## Exercise requirements
Please arrange the material below as a two-column CSV with the header input,output and one row per entry. Put the entry's text in the input field and its answer in the output field, with each field in double quotes and any line breaks replaced by spaces.

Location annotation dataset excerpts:

* START *

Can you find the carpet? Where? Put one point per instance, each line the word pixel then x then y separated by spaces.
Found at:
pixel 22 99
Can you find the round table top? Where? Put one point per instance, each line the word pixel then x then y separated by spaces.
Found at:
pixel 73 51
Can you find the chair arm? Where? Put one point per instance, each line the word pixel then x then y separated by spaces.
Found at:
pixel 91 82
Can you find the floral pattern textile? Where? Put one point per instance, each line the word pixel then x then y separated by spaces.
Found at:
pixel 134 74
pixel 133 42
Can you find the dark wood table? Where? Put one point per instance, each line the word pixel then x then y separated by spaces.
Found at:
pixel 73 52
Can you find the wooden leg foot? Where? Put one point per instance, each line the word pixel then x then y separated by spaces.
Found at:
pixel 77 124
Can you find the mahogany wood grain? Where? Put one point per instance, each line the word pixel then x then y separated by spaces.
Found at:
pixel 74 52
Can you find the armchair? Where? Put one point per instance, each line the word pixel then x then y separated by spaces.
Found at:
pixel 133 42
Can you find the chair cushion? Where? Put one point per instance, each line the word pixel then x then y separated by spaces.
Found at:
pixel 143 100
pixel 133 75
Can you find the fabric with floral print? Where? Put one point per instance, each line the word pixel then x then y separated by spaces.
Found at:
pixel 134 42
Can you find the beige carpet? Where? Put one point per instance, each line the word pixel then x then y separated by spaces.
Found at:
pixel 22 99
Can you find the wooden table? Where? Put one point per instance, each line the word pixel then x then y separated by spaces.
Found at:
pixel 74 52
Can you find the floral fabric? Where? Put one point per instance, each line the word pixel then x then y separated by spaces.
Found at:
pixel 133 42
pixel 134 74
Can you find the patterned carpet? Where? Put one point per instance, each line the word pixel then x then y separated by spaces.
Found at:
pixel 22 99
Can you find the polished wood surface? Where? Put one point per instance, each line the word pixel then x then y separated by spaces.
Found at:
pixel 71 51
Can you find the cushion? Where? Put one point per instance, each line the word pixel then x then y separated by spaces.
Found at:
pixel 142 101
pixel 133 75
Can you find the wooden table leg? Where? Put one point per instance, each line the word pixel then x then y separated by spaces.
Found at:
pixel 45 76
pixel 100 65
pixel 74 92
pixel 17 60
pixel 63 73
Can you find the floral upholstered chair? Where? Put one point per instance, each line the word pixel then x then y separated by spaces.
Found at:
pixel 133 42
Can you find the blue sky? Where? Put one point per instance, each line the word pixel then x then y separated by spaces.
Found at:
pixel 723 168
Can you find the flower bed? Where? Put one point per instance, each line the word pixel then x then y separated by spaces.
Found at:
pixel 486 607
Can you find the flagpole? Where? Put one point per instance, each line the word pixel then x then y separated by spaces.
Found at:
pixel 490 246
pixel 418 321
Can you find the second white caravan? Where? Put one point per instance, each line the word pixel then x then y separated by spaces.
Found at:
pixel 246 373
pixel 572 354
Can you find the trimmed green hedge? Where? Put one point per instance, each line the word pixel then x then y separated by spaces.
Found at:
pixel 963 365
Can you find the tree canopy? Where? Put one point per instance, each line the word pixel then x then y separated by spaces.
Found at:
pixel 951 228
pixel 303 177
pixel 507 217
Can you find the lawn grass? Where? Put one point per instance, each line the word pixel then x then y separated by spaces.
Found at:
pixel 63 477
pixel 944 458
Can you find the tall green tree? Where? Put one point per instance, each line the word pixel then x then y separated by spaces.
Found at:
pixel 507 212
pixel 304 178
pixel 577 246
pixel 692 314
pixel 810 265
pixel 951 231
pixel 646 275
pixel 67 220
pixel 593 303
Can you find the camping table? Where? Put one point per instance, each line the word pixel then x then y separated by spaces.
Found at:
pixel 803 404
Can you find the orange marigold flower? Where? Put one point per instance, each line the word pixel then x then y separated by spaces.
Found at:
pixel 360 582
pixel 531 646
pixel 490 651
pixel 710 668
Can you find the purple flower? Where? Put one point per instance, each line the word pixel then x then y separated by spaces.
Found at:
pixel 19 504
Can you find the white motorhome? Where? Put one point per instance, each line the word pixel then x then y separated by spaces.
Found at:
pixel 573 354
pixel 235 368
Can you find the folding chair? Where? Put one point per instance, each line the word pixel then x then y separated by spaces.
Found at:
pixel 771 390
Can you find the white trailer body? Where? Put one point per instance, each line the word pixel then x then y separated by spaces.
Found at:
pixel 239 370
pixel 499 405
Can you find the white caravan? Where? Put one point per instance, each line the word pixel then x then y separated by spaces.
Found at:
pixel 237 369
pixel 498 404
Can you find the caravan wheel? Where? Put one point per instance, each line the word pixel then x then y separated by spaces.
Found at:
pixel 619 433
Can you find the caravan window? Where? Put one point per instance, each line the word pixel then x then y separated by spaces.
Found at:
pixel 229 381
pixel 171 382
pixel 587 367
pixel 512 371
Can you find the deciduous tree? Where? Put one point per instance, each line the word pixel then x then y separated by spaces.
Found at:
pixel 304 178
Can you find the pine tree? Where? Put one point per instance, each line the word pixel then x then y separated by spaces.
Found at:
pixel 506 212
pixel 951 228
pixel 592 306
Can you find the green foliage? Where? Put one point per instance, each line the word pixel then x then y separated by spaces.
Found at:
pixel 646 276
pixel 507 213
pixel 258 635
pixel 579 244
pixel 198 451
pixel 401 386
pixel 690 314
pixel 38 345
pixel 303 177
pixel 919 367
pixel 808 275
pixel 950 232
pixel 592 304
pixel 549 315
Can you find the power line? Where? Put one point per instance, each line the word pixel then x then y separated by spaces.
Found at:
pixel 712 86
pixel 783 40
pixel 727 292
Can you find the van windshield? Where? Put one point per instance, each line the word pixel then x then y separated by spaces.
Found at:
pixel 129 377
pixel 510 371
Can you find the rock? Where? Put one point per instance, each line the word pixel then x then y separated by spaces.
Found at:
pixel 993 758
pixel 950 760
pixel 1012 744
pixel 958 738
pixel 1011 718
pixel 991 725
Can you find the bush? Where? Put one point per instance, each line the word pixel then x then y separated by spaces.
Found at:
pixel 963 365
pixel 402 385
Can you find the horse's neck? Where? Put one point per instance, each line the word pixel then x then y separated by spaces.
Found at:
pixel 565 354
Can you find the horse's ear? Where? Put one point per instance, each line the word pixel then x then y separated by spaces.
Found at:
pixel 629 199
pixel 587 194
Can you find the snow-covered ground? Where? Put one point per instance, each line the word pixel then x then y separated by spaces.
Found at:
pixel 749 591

* END *

## Reply
input,output
"Can you find the carpet? Where? Put one point per instance, each line the word pixel then x then y separated by spaces. Found at:","pixel 22 99"
"Can you find the round table top? Where? Put one point per instance, each line the word pixel then x then y separated by spaces. Found at:","pixel 73 51"
"Can you find the chair arm? Where? Put one point per instance, each line the word pixel then x then y separated by spaces. Found at:","pixel 91 82"
"Can you find the floral pattern textile? Where? Put one point per instance, each line the word pixel then x then y separated by spaces. Found at:","pixel 134 74 pixel 133 42"
"Can you find the dark wood table? Where? Put one point per instance, each line the word pixel then x then y separated by spaces. Found at:","pixel 73 52"
"Can you find the wooden leg foot? Where? Put one point per instance, each line the word pixel then x then y separated by spaces. Found at:","pixel 77 124"
"Can you find the mahogany wood grain? Where? Put one point per instance, each line the word pixel then x then y separated by spaces. Found at:","pixel 74 52"
"Can you find the armchair? Where? Put one point per instance, each line the word pixel then x then y separated by spaces. Found at:","pixel 133 42"
"Can you find the chair cushion? Where? Put one point per instance, each line the word pixel then x then y separated by spaces. Found at:","pixel 143 100 pixel 133 75"
"Can you find the fabric with floral print? Where? Put one point per instance, each line the word pixel then x then y separated by spaces. Found at:","pixel 134 42"
"Can you find the beige carpet? Where? Put one point per instance, each line the word pixel then x then y separated by spaces. Found at:","pixel 22 99"
"Can you find the wooden table? Where? Put one point per instance, each line the word pixel then x then y separated by spaces. Found at:","pixel 74 52"
"Can you find the floral fabric? Where? Put one point per instance, each line the word pixel then x then y separated by spaces. Found at:","pixel 133 42 pixel 134 74"
"Can you find the patterned carpet? Where? Put one point per instance, each line the word pixel then x then y separated by spaces. Found at:","pixel 22 99"
"Can you find the polished wood surface? Where? Put one point per instance, each line the word pixel then x then y separated by spaces. Found at:","pixel 71 51"
"Can you find the cushion? Where? Put one point per instance, each line the word pixel then x then y separated by spaces. Found at:","pixel 142 101 pixel 133 75"
"Can you find the wooden table leg? Where? Put one point per instance, each line the word pixel then x then y separated by spaces. Found at:","pixel 45 76 pixel 100 65 pixel 74 92 pixel 17 60 pixel 63 73"
"Can you find the floral upholstered chair? Where? Put one point per instance, each line the word pixel then x then y separated by spaces. Found at:","pixel 133 42"
"Can you find the blue sky? Where? Put one point per instance, each line the word pixel then x then y separated by spaces. Found at:","pixel 723 168"
"Can you find the flower bed? Where? Put one point per instance, each line the word pixel then x then y separated by spaces. Found at:","pixel 486 607"
"Can you find the flagpole? Where? Put one point per instance, each line the word pixel then x then y separated by spaces. Found at:","pixel 490 246 pixel 418 321"
"Can you find the second white caravan? Where? Put one point per instance, each line the word pixel then x then y separated by spaces. Found at:","pixel 246 373 pixel 572 354"
"Can you find the trimmed green hedge? Where? Put one point per instance, each line the word pixel then x then y separated by spaces. Found at:","pixel 963 365"
"Can you find the tree canopy? Where? Put one point per instance, each line the word pixel then x then y separated by spaces. Found at:","pixel 951 228 pixel 303 177 pixel 507 217"
"Can you find the lawn grass? Where? Put one point per instance, each line the word pixel then x then y separated by spaces. Found at:","pixel 63 477 pixel 944 458"
"Can you find the tall green tree? Where? Put one point per instance, each line the word pixel then x then y separated by spaces. Found at:","pixel 507 212 pixel 304 178 pixel 577 246 pixel 692 314 pixel 810 265 pixel 951 231 pixel 646 275 pixel 67 220 pixel 593 303"
"Can you find the camping table? Where? Put one point per instance, each line the word pixel then x then y separated by spaces. Found at:","pixel 803 404"
"Can you find the orange marigold flower? Where? Put one point per instance, each line the word pixel then x then y separated by spaces. Found at:","pixel 360 582 pixel 531 646 pixel 490 651 pixel 710 668"
"Can you find the purple flower? Where? Put one point per instance, each line the word pixel then x then y separated by spaces. Found at:","pixel 19 504"
"Can you find the white motorhome? Where? Put one point per instance, each line the word pixel then x then y separated by spaces. Found at:","pixel 573 354 pixel 235 368"
"Can you find the folding chair? Where? Put one point per instance, each line the word pixel then x then y separated by spaces. Found at:","pixel 771 390"
"Can you find the white trailer body? Where? Put one point per instance, each line the word pixel then x then y separated by spaces. Found at:","pixel 239 370 pixel 499 405"
"Can you find the white caravan? Where? Put one point per instance, each line the word pixel then x then y separated by spaces. Found at:","pixel 237 369 pixel 498 404"
"Can you find the caravan wheel? Where? Put one point per instance, each line the word pixel then x then y separated by spaces. Found at:","pixel 619 433"
"Can you find the caravan window? Where? Put one point per instance, each line the word pixel then x then y separated by spaces. Found at:","pixel 229 381 pixel 171 382 pixel 587 367 pixel 512 371"
"Can you find the deciduous tree? Where? Put one point per instance, each line the word pixel then x then y separated by spaces. Found at:","pixel 304 178"
"Can you find the pine tree? Where? Put one point per instance, each line the word pixel then x then y separated by spaces. Found at:","pixel 506 212 pixel 951 228 pixel 592 306"
"Can you find the green foliage? Where? Put one point per instance, each line the word pixel then x then y separated by spaces. Found at:","pixel 646 276 pixel 507 213 pixel 258 635 pixel 579 244 pixel 198 451 pixel 401 386 pixel 690 314 pixel 38 345 pixel 303 177 pixel 919 367 pixel 808 275 pixel 950 232 pixel 592 304 pixel 549 315"
"Can you find the power line? Where? Put one point per instance, each line the word pixel then x then y separated by spaces. Found at:","pixel 712 86 pixel 783 40 pixel 727 292"
"Can you find the van windshield? Where? Put one point per instance, each line the word pixel then x then y separated by spaces. Found at:","pixel 129 377 pixel 510 371"
"Can you find the rock? Where? Put one point per instance, each line the word pixel then x then y separated by spaces. Found at:","pixel 993 758 pixel 950 760 pixel 1012 744 pixel 958 738 pixel 1011 718 pixel 991 725"
"Can you find the bush? Where? Put one point per instance, each line the word pixel then x then y separated by spaces. Found at:","pixel 963 365 pixel 402 385"
"Can you find the horse's neck? Where? Put one point per instance, each line the word pixel then x then y separated by spaces. Found at:","pixel 565 354"
"Can you find the horse's ear? Where? Put one point per instance, each line the word pixel then x then y separated by spaces. Found at:","pixel 629 199 pixel 587 194"
"Can you find the snow-covered ground? Where? Put one point per instance, each line the word pixel then x then y separated by spaces. Found at:","pixel 749 591"